### Short task
Return each line of the listing below that contains the word "building".

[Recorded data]

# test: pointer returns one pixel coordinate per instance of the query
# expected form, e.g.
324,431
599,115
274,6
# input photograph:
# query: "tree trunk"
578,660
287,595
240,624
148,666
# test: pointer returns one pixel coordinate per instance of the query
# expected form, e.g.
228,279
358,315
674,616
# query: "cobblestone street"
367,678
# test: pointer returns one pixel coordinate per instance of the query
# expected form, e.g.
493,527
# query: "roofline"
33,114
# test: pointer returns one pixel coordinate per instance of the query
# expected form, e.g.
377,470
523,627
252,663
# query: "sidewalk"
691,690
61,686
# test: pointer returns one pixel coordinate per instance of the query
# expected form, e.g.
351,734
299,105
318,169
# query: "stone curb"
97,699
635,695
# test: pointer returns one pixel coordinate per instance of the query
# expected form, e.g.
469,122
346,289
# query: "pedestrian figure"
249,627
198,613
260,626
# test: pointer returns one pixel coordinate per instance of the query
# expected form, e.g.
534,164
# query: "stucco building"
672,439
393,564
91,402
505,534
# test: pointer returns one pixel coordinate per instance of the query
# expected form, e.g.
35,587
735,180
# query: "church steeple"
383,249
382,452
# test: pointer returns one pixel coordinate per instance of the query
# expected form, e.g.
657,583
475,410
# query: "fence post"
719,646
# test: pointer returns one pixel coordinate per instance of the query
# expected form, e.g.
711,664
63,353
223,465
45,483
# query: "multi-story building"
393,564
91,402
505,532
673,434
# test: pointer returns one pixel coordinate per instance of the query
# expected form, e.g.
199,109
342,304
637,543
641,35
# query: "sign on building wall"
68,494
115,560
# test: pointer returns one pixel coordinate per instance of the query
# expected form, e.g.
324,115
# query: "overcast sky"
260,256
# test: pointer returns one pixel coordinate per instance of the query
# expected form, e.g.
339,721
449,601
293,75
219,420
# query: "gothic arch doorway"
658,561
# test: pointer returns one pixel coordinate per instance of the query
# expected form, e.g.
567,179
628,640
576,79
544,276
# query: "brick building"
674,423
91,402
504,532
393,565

### Right answer
# query: "stucco building"
# query: "multi-story building"
# query: "sign on building wall"
# query: "brick building"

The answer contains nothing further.